• _Text_

It is not only Easter Monday and a public holiday, but April Fool’s day as well. The Volkskrant has a round-up of the best jokes so far.
Opticians group Specsavers is offering customers a special deal on a new product – a car windscreen adapted to your eyes. Car owners can book a special windscreen at the right strength via the website.
IT company Sping claims to have developed an app to allow the police to spot speeding motorists and levy the fines immediately. Are you driving too fast? Then expect a text message from the police stating how fast you were driving and saying the fine will be charged via your phone bill.
New apps are a popular option. Online billing company Moneybird claims to have developed an app to allow people to send invoices in a Limburg, Twente or Den Haag dialect. Experiments have apparently shown that bills written in local dialects are better appreciated than those in standard Dutch.
Geneticist Sarah Geerards from Amsterdam’s Meertens Insitute told broadcaster RTV Noord-Holland there are likely to be many more people in the Netherland with a better claim to the throne than crown prince Willem-Alexander because they are more closely linked to William of Orange.
She is inviting viewers to send ‘one or more’ hairs from their head to the institute ‘complete with root’ for testing.
Not all jokes appear to have been published on the big day itself. Last week, Amsterdam broadcaster AT5 said an old Heineken beer cellar had been discovered under the brewing group’s former plant on the Stadhouderskade.

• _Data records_
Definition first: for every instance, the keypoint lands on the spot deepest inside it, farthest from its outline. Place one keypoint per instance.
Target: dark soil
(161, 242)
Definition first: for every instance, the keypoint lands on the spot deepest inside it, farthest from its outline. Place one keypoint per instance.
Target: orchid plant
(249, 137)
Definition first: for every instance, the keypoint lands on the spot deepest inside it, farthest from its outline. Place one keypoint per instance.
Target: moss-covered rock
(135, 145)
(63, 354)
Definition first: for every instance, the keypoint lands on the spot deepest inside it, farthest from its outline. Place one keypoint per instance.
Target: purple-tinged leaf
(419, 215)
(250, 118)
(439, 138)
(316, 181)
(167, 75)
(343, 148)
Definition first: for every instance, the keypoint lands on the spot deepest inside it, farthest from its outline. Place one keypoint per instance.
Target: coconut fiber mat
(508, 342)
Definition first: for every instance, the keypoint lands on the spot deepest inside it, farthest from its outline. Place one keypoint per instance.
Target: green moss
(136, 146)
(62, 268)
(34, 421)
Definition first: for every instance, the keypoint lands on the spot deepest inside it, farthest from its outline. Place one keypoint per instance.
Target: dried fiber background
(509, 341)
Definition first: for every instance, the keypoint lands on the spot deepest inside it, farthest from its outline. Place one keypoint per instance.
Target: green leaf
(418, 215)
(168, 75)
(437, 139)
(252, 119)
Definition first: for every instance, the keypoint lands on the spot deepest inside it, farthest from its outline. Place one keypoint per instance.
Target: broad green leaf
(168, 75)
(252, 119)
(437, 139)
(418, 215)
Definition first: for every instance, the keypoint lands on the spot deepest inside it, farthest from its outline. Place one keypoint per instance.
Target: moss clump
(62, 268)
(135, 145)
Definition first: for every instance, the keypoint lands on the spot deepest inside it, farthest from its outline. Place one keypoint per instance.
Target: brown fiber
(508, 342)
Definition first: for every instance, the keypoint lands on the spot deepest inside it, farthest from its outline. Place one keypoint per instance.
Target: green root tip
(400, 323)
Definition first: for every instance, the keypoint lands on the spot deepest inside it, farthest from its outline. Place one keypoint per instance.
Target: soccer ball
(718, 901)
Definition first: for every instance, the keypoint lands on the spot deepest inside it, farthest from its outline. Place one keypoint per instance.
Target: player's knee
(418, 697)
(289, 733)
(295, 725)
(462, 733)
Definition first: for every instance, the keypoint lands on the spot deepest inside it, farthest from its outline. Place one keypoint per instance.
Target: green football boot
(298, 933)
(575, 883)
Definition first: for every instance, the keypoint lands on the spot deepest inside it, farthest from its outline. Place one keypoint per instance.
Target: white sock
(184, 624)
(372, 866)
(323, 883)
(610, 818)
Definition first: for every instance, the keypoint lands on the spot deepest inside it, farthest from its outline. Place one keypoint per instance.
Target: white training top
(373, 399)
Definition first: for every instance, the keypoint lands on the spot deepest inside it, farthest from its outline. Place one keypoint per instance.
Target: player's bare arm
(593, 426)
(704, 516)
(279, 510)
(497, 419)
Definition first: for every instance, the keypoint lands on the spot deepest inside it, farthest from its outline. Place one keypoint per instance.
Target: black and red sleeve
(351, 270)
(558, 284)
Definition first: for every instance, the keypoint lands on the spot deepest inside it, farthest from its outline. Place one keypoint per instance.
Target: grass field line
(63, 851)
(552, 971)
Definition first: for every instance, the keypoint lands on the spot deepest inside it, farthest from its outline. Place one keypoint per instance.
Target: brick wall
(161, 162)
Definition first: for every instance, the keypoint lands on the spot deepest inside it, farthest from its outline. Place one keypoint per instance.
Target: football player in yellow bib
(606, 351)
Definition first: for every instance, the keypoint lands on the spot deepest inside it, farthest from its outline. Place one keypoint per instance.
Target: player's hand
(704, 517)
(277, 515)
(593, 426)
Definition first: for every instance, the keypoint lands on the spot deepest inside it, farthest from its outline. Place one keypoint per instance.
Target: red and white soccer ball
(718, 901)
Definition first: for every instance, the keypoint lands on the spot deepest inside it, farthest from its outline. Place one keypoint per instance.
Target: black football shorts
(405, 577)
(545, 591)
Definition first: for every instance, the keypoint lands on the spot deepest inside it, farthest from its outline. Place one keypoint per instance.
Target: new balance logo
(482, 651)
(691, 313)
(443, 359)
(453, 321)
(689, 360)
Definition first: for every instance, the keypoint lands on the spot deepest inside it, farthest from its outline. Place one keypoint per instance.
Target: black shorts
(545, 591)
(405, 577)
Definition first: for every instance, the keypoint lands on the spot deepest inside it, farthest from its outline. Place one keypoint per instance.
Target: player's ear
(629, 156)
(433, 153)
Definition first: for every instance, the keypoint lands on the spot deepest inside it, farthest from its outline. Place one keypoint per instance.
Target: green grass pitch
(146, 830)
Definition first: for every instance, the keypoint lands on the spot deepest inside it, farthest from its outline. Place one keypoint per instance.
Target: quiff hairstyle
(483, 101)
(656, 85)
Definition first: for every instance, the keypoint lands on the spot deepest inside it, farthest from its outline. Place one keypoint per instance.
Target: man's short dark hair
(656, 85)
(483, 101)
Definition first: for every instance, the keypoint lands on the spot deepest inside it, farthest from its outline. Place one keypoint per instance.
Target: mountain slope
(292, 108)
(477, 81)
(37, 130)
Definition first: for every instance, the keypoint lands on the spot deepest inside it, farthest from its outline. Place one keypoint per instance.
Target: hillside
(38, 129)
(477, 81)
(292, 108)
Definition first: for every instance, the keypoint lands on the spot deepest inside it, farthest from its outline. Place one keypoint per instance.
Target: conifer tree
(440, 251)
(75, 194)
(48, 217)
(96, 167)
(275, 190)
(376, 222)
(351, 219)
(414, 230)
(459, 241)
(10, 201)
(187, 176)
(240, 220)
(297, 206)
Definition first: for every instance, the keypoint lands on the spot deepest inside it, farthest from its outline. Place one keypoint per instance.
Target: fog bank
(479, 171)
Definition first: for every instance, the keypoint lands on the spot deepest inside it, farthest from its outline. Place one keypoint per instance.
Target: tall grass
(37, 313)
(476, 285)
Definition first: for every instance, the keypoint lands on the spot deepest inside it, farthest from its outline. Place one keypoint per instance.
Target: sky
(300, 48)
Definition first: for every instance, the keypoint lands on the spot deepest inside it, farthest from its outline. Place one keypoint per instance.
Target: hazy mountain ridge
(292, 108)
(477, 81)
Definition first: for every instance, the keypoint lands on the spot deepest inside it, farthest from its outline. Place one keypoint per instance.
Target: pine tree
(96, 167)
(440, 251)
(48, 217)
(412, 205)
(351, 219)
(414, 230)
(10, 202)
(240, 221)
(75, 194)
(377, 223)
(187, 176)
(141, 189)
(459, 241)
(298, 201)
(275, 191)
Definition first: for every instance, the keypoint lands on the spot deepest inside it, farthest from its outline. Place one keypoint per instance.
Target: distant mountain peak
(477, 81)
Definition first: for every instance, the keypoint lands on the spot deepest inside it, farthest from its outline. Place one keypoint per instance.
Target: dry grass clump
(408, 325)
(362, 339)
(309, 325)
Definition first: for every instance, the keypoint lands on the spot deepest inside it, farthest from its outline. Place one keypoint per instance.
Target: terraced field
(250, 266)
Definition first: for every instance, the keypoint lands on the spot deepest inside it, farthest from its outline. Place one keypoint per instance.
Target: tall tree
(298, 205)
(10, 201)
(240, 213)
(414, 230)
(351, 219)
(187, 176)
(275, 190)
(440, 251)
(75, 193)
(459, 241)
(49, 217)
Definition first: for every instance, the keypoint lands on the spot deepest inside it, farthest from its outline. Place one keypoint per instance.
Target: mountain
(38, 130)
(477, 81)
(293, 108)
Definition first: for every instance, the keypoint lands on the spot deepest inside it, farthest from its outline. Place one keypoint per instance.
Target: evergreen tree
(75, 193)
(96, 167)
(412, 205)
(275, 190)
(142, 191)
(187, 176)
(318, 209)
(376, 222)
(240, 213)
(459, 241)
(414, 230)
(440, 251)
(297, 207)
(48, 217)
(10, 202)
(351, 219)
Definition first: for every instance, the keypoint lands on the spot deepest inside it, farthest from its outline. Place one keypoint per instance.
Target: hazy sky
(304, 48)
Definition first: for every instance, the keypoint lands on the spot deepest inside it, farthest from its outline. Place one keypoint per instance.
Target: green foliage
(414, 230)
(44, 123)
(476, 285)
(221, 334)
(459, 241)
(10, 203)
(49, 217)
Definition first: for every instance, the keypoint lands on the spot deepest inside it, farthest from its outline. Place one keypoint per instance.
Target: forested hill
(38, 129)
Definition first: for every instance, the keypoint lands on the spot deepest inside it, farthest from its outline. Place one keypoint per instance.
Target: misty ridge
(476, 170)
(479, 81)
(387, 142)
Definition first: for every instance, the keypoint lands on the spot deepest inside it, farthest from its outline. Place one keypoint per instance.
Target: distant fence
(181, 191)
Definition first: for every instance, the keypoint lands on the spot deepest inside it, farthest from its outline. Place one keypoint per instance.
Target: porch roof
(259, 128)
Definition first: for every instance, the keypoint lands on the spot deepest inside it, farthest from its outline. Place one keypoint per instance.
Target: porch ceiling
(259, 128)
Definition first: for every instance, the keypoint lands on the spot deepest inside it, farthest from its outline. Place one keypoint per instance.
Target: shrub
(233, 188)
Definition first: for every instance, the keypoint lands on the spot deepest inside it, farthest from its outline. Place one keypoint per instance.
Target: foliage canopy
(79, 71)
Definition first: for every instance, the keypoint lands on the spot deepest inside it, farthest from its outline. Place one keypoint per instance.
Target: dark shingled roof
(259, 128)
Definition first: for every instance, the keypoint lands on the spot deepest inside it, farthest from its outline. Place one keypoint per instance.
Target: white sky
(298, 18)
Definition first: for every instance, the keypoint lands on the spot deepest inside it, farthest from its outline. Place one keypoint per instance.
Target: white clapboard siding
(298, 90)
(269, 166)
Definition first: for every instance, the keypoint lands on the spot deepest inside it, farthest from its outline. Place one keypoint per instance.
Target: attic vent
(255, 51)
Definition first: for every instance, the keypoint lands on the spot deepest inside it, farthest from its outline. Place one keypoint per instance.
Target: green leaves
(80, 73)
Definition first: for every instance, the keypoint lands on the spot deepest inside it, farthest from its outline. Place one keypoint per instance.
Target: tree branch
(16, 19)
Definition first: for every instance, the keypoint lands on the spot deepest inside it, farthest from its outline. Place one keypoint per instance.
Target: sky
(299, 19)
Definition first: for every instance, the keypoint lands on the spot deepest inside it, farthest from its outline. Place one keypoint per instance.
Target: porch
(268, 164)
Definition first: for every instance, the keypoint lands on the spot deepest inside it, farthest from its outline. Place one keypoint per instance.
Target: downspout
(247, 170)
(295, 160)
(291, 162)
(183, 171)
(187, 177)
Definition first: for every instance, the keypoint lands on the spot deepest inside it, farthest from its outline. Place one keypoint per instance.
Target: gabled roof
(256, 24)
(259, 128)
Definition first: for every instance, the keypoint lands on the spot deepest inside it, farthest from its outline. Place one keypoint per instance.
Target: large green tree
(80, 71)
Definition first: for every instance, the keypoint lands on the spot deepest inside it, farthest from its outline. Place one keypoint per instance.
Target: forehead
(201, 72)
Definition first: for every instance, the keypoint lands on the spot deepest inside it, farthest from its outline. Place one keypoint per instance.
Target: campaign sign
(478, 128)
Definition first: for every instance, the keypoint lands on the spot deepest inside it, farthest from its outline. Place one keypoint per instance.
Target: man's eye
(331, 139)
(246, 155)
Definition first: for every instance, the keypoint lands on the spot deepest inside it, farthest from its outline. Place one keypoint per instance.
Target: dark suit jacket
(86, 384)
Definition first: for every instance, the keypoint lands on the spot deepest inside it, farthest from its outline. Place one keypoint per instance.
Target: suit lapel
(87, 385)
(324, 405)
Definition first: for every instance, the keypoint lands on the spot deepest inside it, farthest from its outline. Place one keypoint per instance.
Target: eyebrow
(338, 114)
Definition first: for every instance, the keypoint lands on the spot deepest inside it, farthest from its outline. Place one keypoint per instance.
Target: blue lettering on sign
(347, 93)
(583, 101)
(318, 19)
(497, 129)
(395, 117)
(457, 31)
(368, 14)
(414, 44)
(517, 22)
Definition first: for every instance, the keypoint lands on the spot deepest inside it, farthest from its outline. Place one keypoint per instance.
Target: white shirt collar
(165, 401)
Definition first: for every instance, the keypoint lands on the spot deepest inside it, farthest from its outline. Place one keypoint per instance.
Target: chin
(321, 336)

• _Things to do_
(A) According to the April Fool's text, what does Moneybird claim its new app allows people to do?
(B) Reproduce word for word the part of the April Fool's text that opens with the words "New apps are" and closes with "root’ for testing.".

• _Answers given_
(A) It lets people send invoices in a Limburg, Twente or Den Haag dialect.

(B)
New apps are a popular option. Online billing company Moneybird claims to have developed an app to allow people to send invoices in a Limburg, Twente or Den Haag dialect. Experiments have apparently shown that bills written in local dialects are better appreciated than those in standard Dutch.
Geneticist Sarah Geerards from Amsterdam’s Meertens Insitute told broadcaster RTV Noord-Holland there are likely to be many more people in the Netherland with a better claim to the throne than crown prince Willem-Alexander because they are more closely linked to William of Orange.
She is inviting viewers to send ‘one or more’ hairs from their head to the institute ‘complete with root’ for testing.